[EXTRAIT À LIRE]
Paris, le jeudi 16 février 2023 – Alors que le Comité national de lutte contre le tabagisme (CNCT) propose d’interdire les arômes de cigarettes électroniques, certains estiment que cela pourrait pousser les vapoteurs à reprendre la cigarette.
Depuis qu’elle est arrivée sur le marché français il y a une quinzaine d’années, la cigarette électronique se retrouve dans une sorte d’entre deux dont elle a du mal à sortir. Pour certains, la e-cigarette n’est qu’un ersatz de cigarette, qui vise à contourner les lois sur le tabac et à pousser de plus en plus de monde vers le tabagisme et doit donc être combattue comme un réel danger pour la santé publique. Pour d’autres, au contraire, la cigarette électronique constitue un substitut nicotinique efficace et il faudrait donc, comme c’est le cas au Royaume-Uni, inciter les fumeurs à se tourner vers la e-cigarette, moins nocive que la cigarette classique,.
François Braun favorable à l’interdiction des arômes de cigarette électronique
Un débat sans fin entre pro et anti cigarette électronique qui a rebondi cette semaine à la suite d’une recommandation du Comité national de lutte contre le tabagisme (CNCT). Dans le sillage de la publication ce lundi d’une étude sur la consommation de cigarettes électroniques, qui démontre notamment que l’interdiction de la publicité pour ce genre de produit est très peu respectée, le comité préconise d’interdire les nombreux arômes de cigarette électronique disponibles (menthe, fraise, banane…), à l’exception du gout tabac. Le CNCT estime en effet que ces arômes fruités, qui font l’objet de publicités déguisés sur les réseaux sociaux, visent à inciter les plus jeunes à commencer le vapotage, notamment en consommant des « puffs », ces cigarettes électroniques à usage unique aux couleurs bariolés et aux gouts sucrés qui font un tabac chez les jeunes.

[LES DONNÉES]

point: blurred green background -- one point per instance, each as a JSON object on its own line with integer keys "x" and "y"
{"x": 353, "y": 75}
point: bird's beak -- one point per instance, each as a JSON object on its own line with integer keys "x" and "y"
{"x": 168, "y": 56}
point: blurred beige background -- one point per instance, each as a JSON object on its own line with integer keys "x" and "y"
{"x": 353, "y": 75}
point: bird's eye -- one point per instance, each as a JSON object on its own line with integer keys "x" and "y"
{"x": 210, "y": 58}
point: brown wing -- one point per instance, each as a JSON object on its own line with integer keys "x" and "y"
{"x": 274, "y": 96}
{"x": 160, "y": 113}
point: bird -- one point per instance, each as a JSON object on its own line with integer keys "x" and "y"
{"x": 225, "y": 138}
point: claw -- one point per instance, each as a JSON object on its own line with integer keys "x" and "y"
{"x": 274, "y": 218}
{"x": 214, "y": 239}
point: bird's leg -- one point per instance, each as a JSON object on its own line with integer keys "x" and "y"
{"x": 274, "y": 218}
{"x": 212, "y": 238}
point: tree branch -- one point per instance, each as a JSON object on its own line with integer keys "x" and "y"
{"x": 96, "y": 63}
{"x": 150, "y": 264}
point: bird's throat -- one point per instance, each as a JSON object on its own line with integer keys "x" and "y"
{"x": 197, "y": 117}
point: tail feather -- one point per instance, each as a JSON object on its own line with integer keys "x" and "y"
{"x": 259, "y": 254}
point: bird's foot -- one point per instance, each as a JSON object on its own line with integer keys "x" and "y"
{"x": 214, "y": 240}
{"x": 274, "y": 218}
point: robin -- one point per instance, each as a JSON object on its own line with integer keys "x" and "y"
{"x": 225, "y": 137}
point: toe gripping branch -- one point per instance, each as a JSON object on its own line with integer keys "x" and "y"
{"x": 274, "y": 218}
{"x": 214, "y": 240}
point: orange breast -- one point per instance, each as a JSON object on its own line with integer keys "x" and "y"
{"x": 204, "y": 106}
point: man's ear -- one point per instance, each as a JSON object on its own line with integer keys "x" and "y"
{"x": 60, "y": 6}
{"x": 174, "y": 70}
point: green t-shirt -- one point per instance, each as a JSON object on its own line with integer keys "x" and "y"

[DÉTAILS DE LA TÂCHE] Poursuivez l'article sur l'interdiction des arômes de cigarette électronique à partir de sa dernière phrase.

[RÉPONSE PROPOSÉE]
Une proposition qui relève « du bon sens » selon le ministre de la Santé François Braun, invité à commenter le dernier avis du CNCT sur les antennes de France info ce mardi. Le ministre considère que « les puffs sont un mode d’entrée dans le tabac pour les jeunes » et qu’ « il faut être plus strict dans l’application de la loi ». L’ancien urgentiste se dit donc favorable à une interdiction des arômes de cigarette électronique au niveau européen, alors que plusieurs Etats membres de l’Union Européenne (Finlande, Hongrie, Pays-Bas…) les ont déjà prohibés.
Mais l’interdiction des arômes de cigarette électronique a beau relever « du bon sens », certains pensent pourtant qu’il s’agit une fausse bonne idée qui pourrait être préjudiciable à la santé publique. Selon Michael Landl, directeur de l’Agence mondiale des vapoteurs, « jusqu’à 1,6 million d’anciens fumeurs pourraient être contraints de revenir à la cigarette si le gouvernement français acceptait la recommandation du CNCT d’interdire les arômes de vapotage ».
La cigarette électronique est-elle un bon substitut nicotinique ?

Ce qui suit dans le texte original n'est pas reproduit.